■ Your objective ■
Repeat the records below line for line, without any changes, and leave the pictures out of your answer.

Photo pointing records
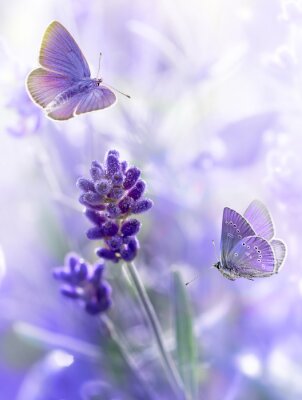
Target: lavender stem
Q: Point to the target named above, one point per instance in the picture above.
(146, 304)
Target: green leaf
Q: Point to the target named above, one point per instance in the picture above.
(186, 347)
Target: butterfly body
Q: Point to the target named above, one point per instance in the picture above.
(230, 272)
(248, 249)
(62, 86)
(82, 87)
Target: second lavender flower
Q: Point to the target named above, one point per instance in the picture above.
(111, 196)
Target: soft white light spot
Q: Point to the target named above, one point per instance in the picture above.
(245, 13)
(299, 285)
(2, 265)
(62, 359)
(250, 365)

■ Answer to the exercise ■
Target: lavender stem
Q: Point to the target named above, one point per instance in the picture above.
(146, 304)
Target: green leaf
Q: Point to the target named above, one point per instance in the picture above.
(186, 347)
Target: butterfly body
Q: Point to the target named above, one point per instance in the picture above.
(230, 272)
(248, 249)
(62, 86)
(82, 87)
Target: second lavender flower
Q: Point to the target named above, one point per instance in the picture above.
(111, 196)
Target: soft white light spot
Q: Point to the target named above, one point per instance in the picture above.
(245, 13)
(299, 285)
(2, 265)
(62, 359)
(250, 365)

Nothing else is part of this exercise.